**Action item:** Return the complete listing exactly as it reads, with each picture removed.

**Record set:**
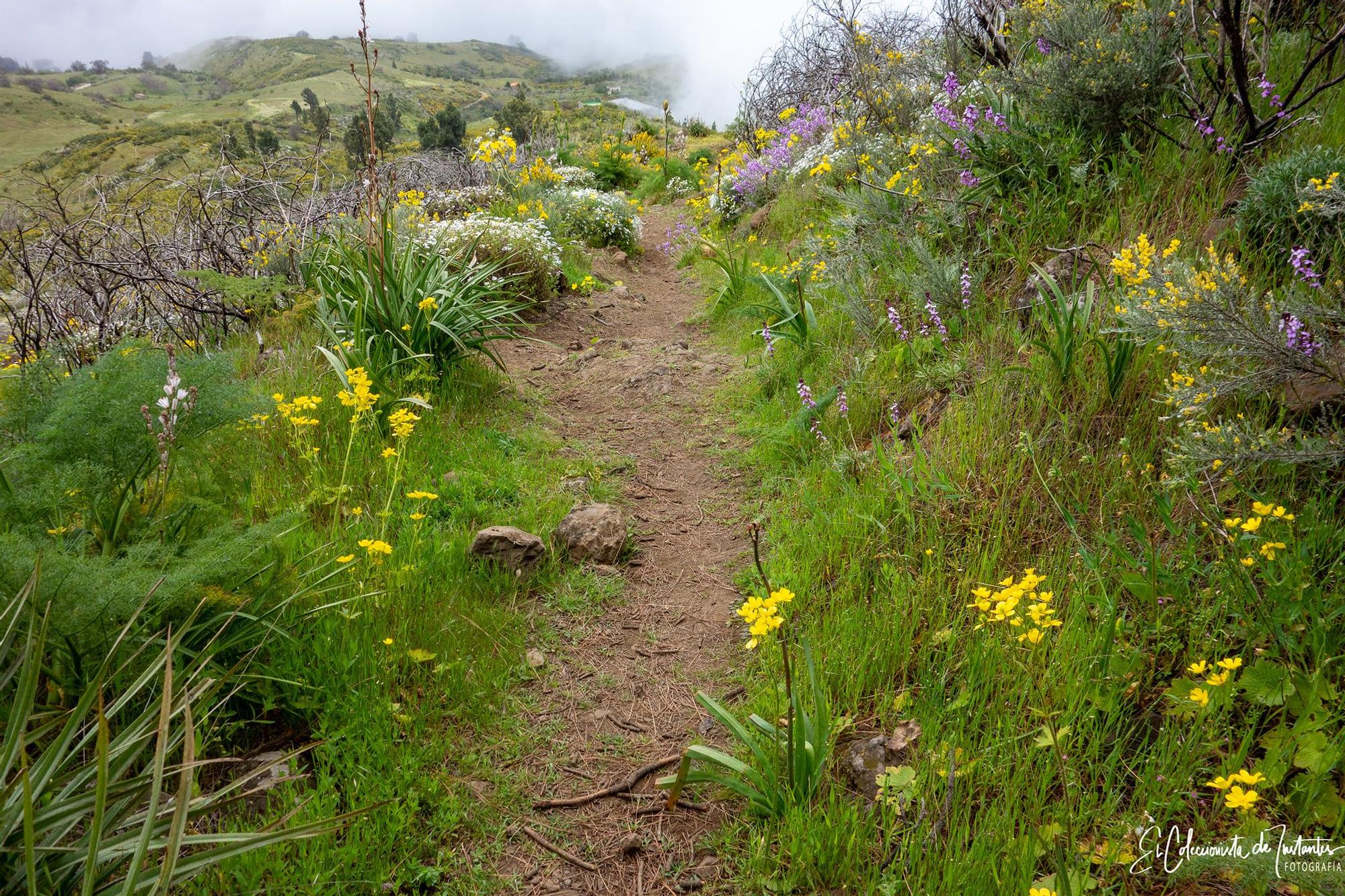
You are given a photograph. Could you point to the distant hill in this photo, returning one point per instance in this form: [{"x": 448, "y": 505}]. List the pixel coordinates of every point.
[{"x": 84, "y": 123}]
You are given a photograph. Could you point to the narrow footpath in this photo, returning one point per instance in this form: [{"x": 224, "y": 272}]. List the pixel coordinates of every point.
[{"x": 623, "y": 374}]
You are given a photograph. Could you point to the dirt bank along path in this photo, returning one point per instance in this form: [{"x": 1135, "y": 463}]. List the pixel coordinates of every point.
[{"x": 626, "y": 376}]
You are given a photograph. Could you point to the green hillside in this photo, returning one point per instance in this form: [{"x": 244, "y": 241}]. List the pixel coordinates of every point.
[{"x": 83, "y": 124}]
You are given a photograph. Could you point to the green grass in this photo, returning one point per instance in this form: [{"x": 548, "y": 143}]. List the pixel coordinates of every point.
[{"x": 1023, "y": 471}]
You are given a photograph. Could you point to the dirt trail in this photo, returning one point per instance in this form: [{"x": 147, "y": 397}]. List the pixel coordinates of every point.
[{"x": 627, "y": 376}]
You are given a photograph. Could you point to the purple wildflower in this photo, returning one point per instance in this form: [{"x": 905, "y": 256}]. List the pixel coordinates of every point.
[
  {"x": 1304, "y": 267},
  {"x": 952, "y": 87},
  {"x": 896, "y": 323},
  {"x": 806, "y": 396},
  {"x": 1206, "y": 130},
  {"x": 1297, "y": 337},
  {"x": 948, "y": 116},
  {"x": 800, "y": 132},
  {"x": 969, "y": 119},
  {"x": 935, "y": 319}
]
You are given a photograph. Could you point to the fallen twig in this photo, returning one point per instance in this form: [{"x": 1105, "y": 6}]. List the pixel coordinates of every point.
[
  {"x": 548, "y": 845},
  {"x": 621, "y": 787},
  {"x": 661, "y": 806}
]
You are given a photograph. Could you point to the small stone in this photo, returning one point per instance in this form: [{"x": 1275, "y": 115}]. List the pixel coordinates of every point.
[
  {"x": 866, "y": 759},
  {"x": 517, "y": 549},
  {"x": 594, "y": 533}
]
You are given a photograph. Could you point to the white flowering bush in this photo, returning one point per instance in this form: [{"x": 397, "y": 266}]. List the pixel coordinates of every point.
[
  {"x": 446, "y": 205},
  {"x": 524, "y": 249},
  {"x": 594, "y": 217}
]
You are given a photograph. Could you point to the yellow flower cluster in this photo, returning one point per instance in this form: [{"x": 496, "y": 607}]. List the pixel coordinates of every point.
[
  {"x": 1235, "y": 795},
  {"x": 403, "y": 421},
  {"x": 1226, "y": 667},
  {"x": 1261, "y": 513},
  {"x": 376, "y": 548},
  {"x": 360, "y": 396},
  {"x": 497, "y": 149},
  {"x": 1007, "y": 606},
  {"x": 411, "y": 198},
  {"x": 540, "y": 173},
  {"x": 525, "y": 210},
  {"x": 295, "y": 411},
  {"x": 763, "y": 615},
  {"x": 268, "y": 240}
]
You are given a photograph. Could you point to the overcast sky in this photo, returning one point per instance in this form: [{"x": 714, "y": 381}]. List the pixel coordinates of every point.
[{"x": 719, "y": 40}]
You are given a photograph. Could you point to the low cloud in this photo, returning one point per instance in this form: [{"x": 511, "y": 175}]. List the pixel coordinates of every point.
[{"x": 716, "y": 42}]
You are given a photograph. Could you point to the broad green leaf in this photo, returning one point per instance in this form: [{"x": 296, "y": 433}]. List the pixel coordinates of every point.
[{"x": 1268, "y": 684}]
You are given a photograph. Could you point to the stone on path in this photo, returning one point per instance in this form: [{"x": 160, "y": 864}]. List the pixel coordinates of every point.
[
  {"x": 517, "y": 549},
  {"x": 595, "y": 533}
]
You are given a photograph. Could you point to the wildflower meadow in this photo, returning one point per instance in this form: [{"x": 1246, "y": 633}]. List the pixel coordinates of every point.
[{"x": 926, "y": 482}]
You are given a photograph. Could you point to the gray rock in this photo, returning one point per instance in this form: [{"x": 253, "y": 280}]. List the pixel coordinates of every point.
[
  {"x": 517, "y": 549},
  {"x": 866, "y": 759},
  {"x": 594, "y": 532},
  {"x": 1070, "y": 270},
  {"x": 263, "y": 774}
]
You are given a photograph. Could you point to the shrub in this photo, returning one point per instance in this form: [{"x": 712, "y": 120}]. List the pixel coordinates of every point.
[
  {"x": 1097, "y": 65},
  {"x": 446, "y": 205},
  {"x": 99, "y": 798},
  {"x": 85, "y": 466},
  {"x": 426, "y": 304},
  {"x": 697, "y": 128},
  {"x": 597, "y": 218},
  {"x": 615, "y": 167},
  {"x": 1226, "y": 338},
  {"x": 701, "y": 155},
  {"x": 1272, "y": 213},
  {"x": 524, "y": 249},
  {"x": 575, "y": 177}
]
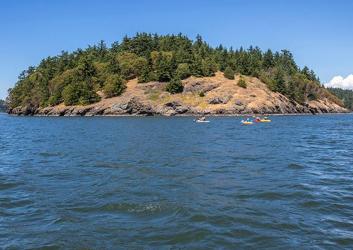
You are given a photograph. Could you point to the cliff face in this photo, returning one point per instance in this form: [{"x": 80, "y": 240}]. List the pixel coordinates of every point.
[{"x": 208, "y": 95}]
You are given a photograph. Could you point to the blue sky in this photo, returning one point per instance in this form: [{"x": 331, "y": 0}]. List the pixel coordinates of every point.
[{"x": 319, "y": 33}]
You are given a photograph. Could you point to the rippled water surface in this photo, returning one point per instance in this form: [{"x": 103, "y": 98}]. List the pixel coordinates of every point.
[{"x": 171, "y": 183}]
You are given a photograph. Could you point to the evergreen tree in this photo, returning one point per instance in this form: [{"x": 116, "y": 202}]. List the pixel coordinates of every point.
[{"x": 229, "y": 73}]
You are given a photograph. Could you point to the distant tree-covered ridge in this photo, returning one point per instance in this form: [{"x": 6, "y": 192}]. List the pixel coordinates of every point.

**Response:**
You are given a photograph. Could you point to the distant hill in this photo, returning one point per instance in this form: [{"x": 448, "y": 505}]. List the pixel coordinates of every point.
[{"x": 84, "y": 123}]
You are given a photograph. Could you point to the narrow footpath in this photo, returning one point per instance in this form: [{"x": 224, "y": 272}]. List the pixel coordinates of every point.
[{"x": 623, "y": 374}]
You are given a photograph. Could you point to the dirt bank along path in this photo, returning one point per instance in this form: [{"x": 1135, "y": 463}]. List the pixel coordinates of every point.
[{"x": 626, "y": 376}]
You are given a photograph. Could you point to the green hillside in this photo, returning one point per instance in this form: [{"x": 244, "y": 241}]. List the pixel coordinates of every point.
[{"x": 83, "y": 124}]
You are given a photograph. Could you point to the green grass in this photo, returning one point per instance in this form: [{"x": 548, "y": 143}]. List the pixel coordinates of every point.
[{"x": 1023, "y": 471}]
You are given a photograph. Could you point to the dirt trail in this photo, returning one point per instance in this form: [{"x": 147, "y": 397}]. List the pixel coordinates of every point.
[{"x": 627, "y": 376}]
You are given a photograph. Could you point to the purple wildflower in this photo, returning one point per instance in this form: [{"x": 905, "y": 256}]. List the pixel coordinates of every point.
[
  {"x": 1304, "y": 267},
  {"x": 952, "y": 87},
  {"x": 896, "y": 323},
  {"x": 806, "y": 396},
  {"x": 1206, "y": 130},
  {"x": 1297, "y": 337},
  {"x": 948, "y": 116},
  {"x": 800, "y": 132},
  {"x": 969, "y": 119},
  {"x": 935, "y": 319}
]
You are given a photograph. Could you point to the fallen twig in this photo, returning one point per instance in this form: [{"x": 1105, "y": 6}]. List the pixel coordinates of every point.
[
  {"x": 548, "y": 845},
  {"x": 621, "y": 787},
  {"x": 661, "y": 806}
]
You are given a photograph. Could you point to the small stone in this photo, returning one point per instance in this form: [{"x": 1275, "y": 115}]. List the pixel coordinates of every point.
[
  {"x": 866, "y": 759},
  {"x": 517, "y": 549},
  {"x": 594, "y": 533}
]
You are given a photograph. Could you point to the white flowering bush in this photo, returning one point per instance in this form: [{"x": 397, "y": 266}]. List the pixel coordinates of every point.
[
  {"x": 446, "y": 205},
  {"x": 524, "y": 249},
  {"x": 594, "y": 217}
]
You are given a photograph. Could you point to the yellow flower cluster in this photo, returning one point per instance in this form: [{"x": 496, "y": 607}]. List the pixel coordinates of every point.
[
  {"x": 1235, "y": 795},
  {"x": 403, "y": 421},
  {"x": 1226, "y": 667},
  {"x": 1261, "y": 513},
  {"x": 376, "y": 548},
  {"x": 360, "y": 396},
  {"x": 497, "y": 149},
  {"x": 1007, "y": 606},
  {"x": 411, "y": 198},
  {"x": 540, "y": 173},
  {"x": 525, "y": 210},
  {"x": 295, "y": 411},
  {"x": 763, "y": 615},
  {"x": 268, "y": 240}
]
You are given a photograph. Could you point to the overcast sky in this photo, returning one point per instance in this form: [{"x": 714, "y": 381}]. List the pixel coordinates of every point.
[{"x": 719, "y": 40}]
You are given a photograph. Could you point to the low cloud in this photo, returning one point per instance in this form: [{"x": 511, "y": 175}]. List the pixel coordinates of every point.
[{"x": 716, "y": 42}]
You are given a photograph. Could you point to the broad green leaf in this photo, returning one point per instance in this form: [{"x": 296, "y": 433}]. List the pixel coordinates of every point.
[{"x": 1268, "y": 684}]
You are given a photograph. Could you point to the stone on path in this photo, returning one point per instance in this form: [{"x": 160, "y": 864}]. List the pixel coordinates of every point.
[
  {"x": 517, "y": 549},
  {"x": 595, "y": 533}
]
You are given a photograph. Could you point to the wildflower meadow in this photo, returning one point per instance in this form: [{"x": 1246, "y": 633}]. List the pixel coordinates of every point.
[{"x": 926, "y": 482}]
You are given a photograph. Could you point to the gray rock in this photo, returning one point per instance in this form: [{"x": 253, "y": 280}]. List the pixel coordinates of every point.
[
  {"x": 517, "y": 549},
  {"x": 866, "y": 759},
  {"x": 594, "y": 532},
  {"x": 1070, "y": 270},
  {"x": 263, "y": 774}
]
You are given a photograph. Could you point to the shrub in this photo, returning one point per instance in this form: [{"x": 712, "y": 120}]. List the pixel coordinates of every point.
[
  {"x": 1097, "y": 65},
  {"x": 446, "y": 205},
  {"x": 99, "y": 798},
  {"x": 85, "y": 466},
  {"x": 426, "y": 304},
  {"x": 697, "y": 128},
  {"x": 597, "y": 218},
  {"x": 615, "y": 167},
  {"x": 1226, "y": 338},
  {"x": 701, "y": 155},
  {"x": 1272, "y": 213},
  {"x": 524, "y": 249},
  {"x": 575, "y": 177}
]
You are given a photograph. Could you point to the cliff face in this photo, returning one point per instance in this form: [{"x": 80, "y": 240}]. List the pixel coordinates of every point.
[{"x": 208, "y": 95}]
You are given a photograph. Could you point to the blue sky in this photo, returning one point per instance in this form: [{"x": 331, "y": 0}]. List the pixel coordinates of every point.
[{"x": 319, "y": 33}]
You are given a photograph. Could you point to the rippled water surface in this photo, returning one point per instance in this form: [{"x": 103, "y": 98}]. List the pixel coordinates of every point.
[{"x": 171, "y": 183}]
You are given a photograph. Could you point to the evergreen tree in this photo, returning one point per instance in this form: [{"x": 116, "y": 202}]. List the pixel coordinates of every point.
[{"x": 229, "y": 73}]
You are given a photograph. Could you point to the distant tree-covered ridge in this photo, returning one point per instance in this form: [{"x": 6, "y": 192}]. List the pixel coordinates of every point.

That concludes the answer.